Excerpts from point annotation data
============

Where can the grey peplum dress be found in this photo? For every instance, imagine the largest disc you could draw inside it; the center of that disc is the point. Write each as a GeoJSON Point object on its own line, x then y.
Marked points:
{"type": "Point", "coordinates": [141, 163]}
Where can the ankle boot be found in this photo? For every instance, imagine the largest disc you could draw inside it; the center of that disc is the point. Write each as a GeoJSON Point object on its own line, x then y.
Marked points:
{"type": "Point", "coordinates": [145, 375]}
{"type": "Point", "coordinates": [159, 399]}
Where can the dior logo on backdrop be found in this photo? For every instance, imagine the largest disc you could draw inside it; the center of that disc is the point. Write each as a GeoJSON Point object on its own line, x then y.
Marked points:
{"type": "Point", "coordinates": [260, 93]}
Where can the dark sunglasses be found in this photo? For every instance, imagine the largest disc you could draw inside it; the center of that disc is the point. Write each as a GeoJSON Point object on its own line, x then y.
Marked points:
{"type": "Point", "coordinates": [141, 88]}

============

* Exercise *
Update the records above by replacing "Marked points" with "Annotated points" everywhere it occurs. Leave every other part of the records unchanged.

* Completed exercise *
Where can the grey peplum dress be found in this photo? For every instance, imagine the largest disc you could draw inside it; the center of that disc is the point. Write each as a GeoJSON Point object on its own line, x then y.
Annotated points:
{"type": "Point", "coordinates": [141, 163]}
Where can the ankle boot be found in this photo? For every instance, imagine the largest disc you could draw inside it; the center of that disc is the point. Write each as a GeoJSON Point object on its own line, x then y.
Annotated points:
{"type": "Point", "coordinates": [145, 375]}
{"type": "Point", "coordinates": [159, 399]}
Where can the dior logo on backdrop be found in this photo? For every instance, imagine the largest disc you could draw inside it; the center of that disc is the point. Write each as a GeoJSON Point object on its own line, x then y.
Annotated points:
{"type": "Point", "coordinates": [260, 93]}
Where can the dark sunglasses be found in this photo? For every instance, imagine the largest disc you could draw inside it; the center of that disc is the point. Write each as a GeoJSON Point object on its own line, x then y.
Annotated points:
{"type": "Point", "coordinates": [141, 88]}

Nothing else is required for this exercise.